Problem details: Convert the records below into a Markdown table, one row per line, skipping any blank lines. Use the columns Row and Text: Row holds the line's number and Text holds the line itself.

══════

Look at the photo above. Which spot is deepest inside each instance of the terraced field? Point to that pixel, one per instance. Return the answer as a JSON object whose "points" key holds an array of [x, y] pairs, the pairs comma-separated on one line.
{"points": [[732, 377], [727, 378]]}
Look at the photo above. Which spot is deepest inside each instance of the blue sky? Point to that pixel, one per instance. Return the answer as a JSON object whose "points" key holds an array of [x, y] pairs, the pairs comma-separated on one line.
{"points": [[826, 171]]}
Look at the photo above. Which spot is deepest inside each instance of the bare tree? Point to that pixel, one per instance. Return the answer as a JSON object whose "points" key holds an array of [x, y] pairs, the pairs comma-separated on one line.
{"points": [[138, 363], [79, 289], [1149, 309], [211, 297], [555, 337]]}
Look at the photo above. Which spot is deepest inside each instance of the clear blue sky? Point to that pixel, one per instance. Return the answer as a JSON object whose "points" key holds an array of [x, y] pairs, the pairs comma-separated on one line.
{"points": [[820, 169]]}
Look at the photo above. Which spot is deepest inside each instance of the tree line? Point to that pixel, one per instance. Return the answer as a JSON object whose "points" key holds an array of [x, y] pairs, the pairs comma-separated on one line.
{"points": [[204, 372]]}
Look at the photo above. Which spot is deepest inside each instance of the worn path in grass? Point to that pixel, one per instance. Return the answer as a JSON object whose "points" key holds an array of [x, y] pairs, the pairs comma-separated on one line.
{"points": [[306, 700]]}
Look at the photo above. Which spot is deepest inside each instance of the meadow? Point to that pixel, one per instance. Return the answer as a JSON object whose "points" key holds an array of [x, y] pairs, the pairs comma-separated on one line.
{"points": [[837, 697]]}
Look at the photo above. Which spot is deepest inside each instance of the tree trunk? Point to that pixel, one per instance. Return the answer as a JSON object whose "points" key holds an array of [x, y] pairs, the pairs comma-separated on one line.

══════

Answer to this task:
| Row | Text |
|---|---|
| 1 | Look at the photo above. Which spot is deepest inside each instance of the terraced field? Point to that pixel, one per instance. Return the answer as a JSON object whose "points" key holds an array of [x, y] pairs, the pairs comma-separated on one line. |
| 2 | {"points": [[732, 377], [727, 378]]} |
| 3 | Look at the photo above. Which spot is deepest inside each instance of the blue sky? Point to that pixel, one per instance. Return the answer as a JSON object whose "points" key holds an array of [x, y] pairs, the pairs comma-separated on one line. |
| 4 | {"points": [[826, 171]]} |
| 5 | Look at the photo above. Which spot is deepest inside each instance of the bare tree? Point to that pixel, one per instance. Return the answer as a JSON object whose "points" key holds an array of [x, y] pairs, the pairs comma-separated on one line. |
| 6 | {"points": [[138, 363], [79, 289], [1149, 309], [211, 297], [555, 337]]} |
| 7 | Look at the photo above. Which spot is deepest inside each instance of the clear blue sky? Point to that pixel, one per instance. Return the answer as a JSON object whose "points" key holds an array of [x, y] pairs, the pairs comma-separated on one line. |
| 8 | {"points": [[820, 169]]} |
| 9 | Look at the photo above. Which spot is deepest inside each instance of the tree line? Point to that pixel, one per instance. Return the answer as a JSON object whose "points" key holds an array of [x, y] pairs, the pairs comma-separated on one line. |
| 10 | {"points": [[204, 372]]} |
| 11 | Look at the photo above. Which spot is deepest inside each instance of the worn path in grass? Point to that pixel, one per instance. Return the answer as a JSON object whose "points" key holds an array of [x, y] pairs, the pairs comma-separated on one line. |
| 12 | {"points": [[306, 700]]} |
| 13 | Look at the photo above. Which spot is deepest inside each instance of the meadow? Point to that pixel, one per instance. Return the answer as a JSON object whose "points" key holds an array of [x, y] pairs, the pairs comma-separated on one line. |
| 14 | {"points": [[837, 697]]} |
| 15 | Look at the photo above. Which spot is deepest inside each instance of the tree trunk? Point to that pixel, one per instance. Return the answer as a JSON object whose "points" key holds an array of [x, y] pairs, the pairs comma-separated on one line. |